Information supplied:
◇ ◇ ◇ ◇ ◇

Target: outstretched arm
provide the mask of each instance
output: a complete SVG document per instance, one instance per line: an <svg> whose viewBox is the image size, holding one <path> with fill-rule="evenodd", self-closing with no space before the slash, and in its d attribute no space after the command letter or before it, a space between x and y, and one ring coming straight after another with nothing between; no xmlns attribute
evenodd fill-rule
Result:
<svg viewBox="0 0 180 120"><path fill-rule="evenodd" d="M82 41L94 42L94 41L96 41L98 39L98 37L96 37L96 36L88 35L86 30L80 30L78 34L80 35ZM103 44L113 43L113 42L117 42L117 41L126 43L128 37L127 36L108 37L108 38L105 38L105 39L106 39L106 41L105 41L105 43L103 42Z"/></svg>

◇ ◇ ◇ ◇ ◇

Aim: Copy the lines above word for word.

Task output:
Target: outstretched arm
provide the mask of each instance
output: a complete SVG document per instance, one instance per line: an <svg> whose viewBox is the image size, holding one <path> with fill-rule="evenodd", self-closing with no space before the slash, and in its d attribute no space after the command letter or before it, a space between x and y, and one ring coming straight after another with nothing between; no xmlns attribute
evenodd fill-rule
Result:
<svg viewBox="0 0 180 120"><path fill-rule="evenodd" d="M82 41L94 42L94 41L96 41L98 39L98 37L96 37L96 36L88 35L86 30L80 30L78 34L80 35ZM103 44L113 43L113 42L117 42L117 41L126 43L128 37L127 36L108 37L108 38L105 38L105 39L106 39L106 41L105 41L105 43L103 42Z"/></svg>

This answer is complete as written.